■ PROBLEM REQUIREMENTS ■
Apart from the images, the records below need to be copied exactly.

■ PROVIDED DATA ■
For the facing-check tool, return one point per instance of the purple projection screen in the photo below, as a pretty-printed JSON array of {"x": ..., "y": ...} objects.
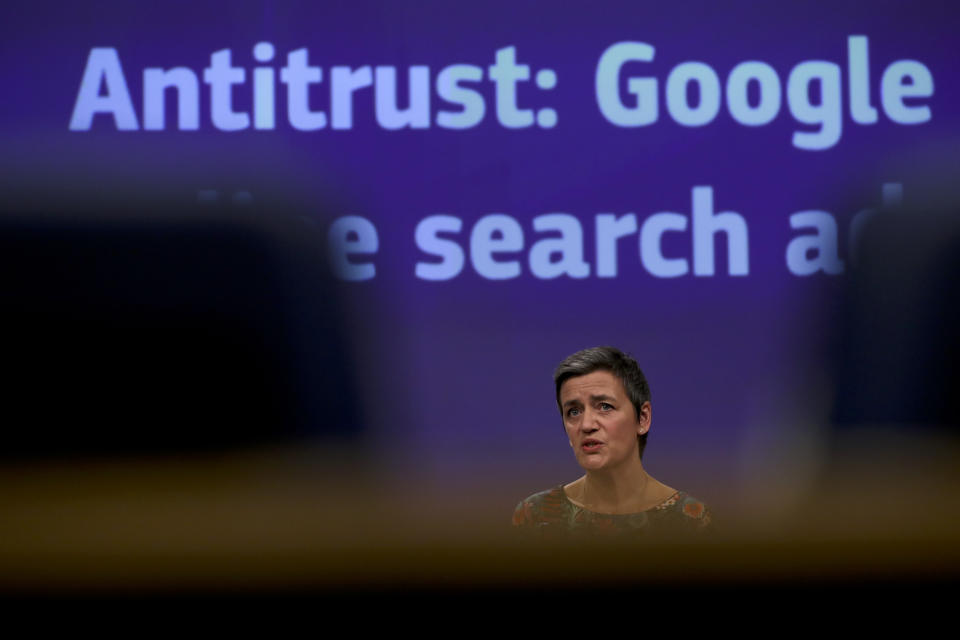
[{"x": 505, "y": 183}]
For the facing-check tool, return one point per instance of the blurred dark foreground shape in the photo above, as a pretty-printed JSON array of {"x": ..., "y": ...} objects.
[{"x": 165, "y": 326}]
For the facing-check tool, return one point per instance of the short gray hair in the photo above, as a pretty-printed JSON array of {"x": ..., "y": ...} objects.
[{"x": 616, "y": 362}]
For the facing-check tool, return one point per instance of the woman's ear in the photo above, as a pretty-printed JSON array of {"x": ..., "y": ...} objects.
[{"x": 644, "y": 418}]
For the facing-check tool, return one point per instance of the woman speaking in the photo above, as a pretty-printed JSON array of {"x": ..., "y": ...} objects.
[{"x": 604, "y": 399}]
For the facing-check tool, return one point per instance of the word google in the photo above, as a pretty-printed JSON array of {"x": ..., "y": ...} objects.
[{"x": 753, "y": 93}]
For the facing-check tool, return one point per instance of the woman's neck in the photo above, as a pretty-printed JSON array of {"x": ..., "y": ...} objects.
[{"x": 625, "y": 490}]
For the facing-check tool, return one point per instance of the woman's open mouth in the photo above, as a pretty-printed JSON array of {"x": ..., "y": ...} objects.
[{"x": 590, "y": 445}]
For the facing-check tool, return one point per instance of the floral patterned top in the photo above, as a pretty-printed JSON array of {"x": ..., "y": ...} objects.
[{"x": 551, "y": 513}]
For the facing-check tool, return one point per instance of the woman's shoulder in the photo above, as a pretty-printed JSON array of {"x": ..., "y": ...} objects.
[
  {"x": 543, "y": 506},
  {"x": 682, "y": 505}
]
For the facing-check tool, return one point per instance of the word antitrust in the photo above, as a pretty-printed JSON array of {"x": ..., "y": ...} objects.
[{"x": 752, "y": 94}]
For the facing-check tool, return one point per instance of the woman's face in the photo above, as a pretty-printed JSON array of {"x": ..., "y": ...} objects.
[{"x": 601, "y": 422}]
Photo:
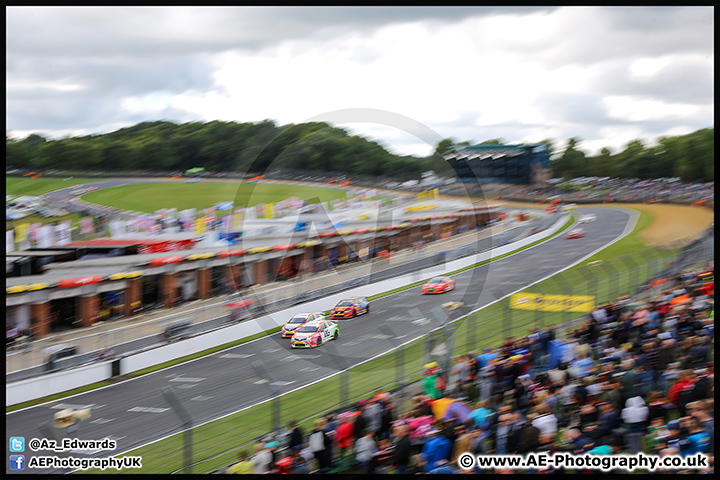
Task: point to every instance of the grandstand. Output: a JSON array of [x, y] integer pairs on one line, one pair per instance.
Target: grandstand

■ ANSWER ■
For the facing-check tool, return one point per instance of the purple projection screen in the photo below, as a pretty-printed JSON array of {"x": ..., "y": ...} objects.
[{"x": 505, "y": 183}]
For the facing-check tool, return one point per instance of the blurred dark foreground shape in the photo above, as a pretty-printed JSON array of {"x": ..., "y": ...} objects.
[{"x": 165, "y": 326}]
For the facing-check tool, return one point per instance of the short gray hair in the photo above, as a pretty-printed JSON array of {"x": ..., "y": ...} objects.
[{"x": 616, "y": 362}]
For the facing-check tool, return one point per instance of the woman's ear in the photo above, as a pretty-printed JSON array of {"x": ..., "y": ...} objects.
[{"x": 644, "y": 418}]
For the facing-check tool, return one point per instance of the woman speaking in the photo above, as a pretty-printed JSON array of {"x": ..., "y": ...} objects.
[{"x": 604, "y": 399}]
For the facing-check tool, return one point per instance of the word google in the photo above, as a pretty-printed JSON array of {"x": ..., "y": ...} objects.
[{"x": 753, "y": 93}]
For the facing-check tool, return one point per instance of the woman's neck in the photo above, as a pretty-printed JSON array of {"x": ..., "y": ...} objects.
[{"x": 625, "y": 490}]
For the facing-check tool, return one point per instance of the woman's open mouth in the photo above, as a pretty-printed JSON array of {"x": ..., "y": ...} objects.
[{"x": 590, "y": 445}]
For the facing-check tool, return one point per instance of the floral patterned top in the photo above, as a pretty-printed JSON array of {"x": ..., "y": ...} objects.
[{"x": 551, "y": 513}]
For the facing-check tool, return one point per instance of the woman's shoulder in the photo above, as a pretty-printed JSON array of {"x": ..., "y": ...} objects.
[
  {"x": 543, "y": 506},
  {"x": 682, "y": 505}
]
For the facing-check tool, return one point per instance of the word antitrust in the photo above, as a pretty-printed JSON array of {"x": ..., "y": ...} objects.
[{"x": 752, "y": 94}]
For the facing-check tool, return one point per instance of the woman's face in the photo above, as a pretty-printed JSON array of {"x": ..., "y": ...} objects.
[{"x": 601, "y": 422}]
Photo:
Task: point to every instance of the grandstand. Output: a JSON array of [x, y] integer pairs on one line, one pair per instance.
Target: grandstand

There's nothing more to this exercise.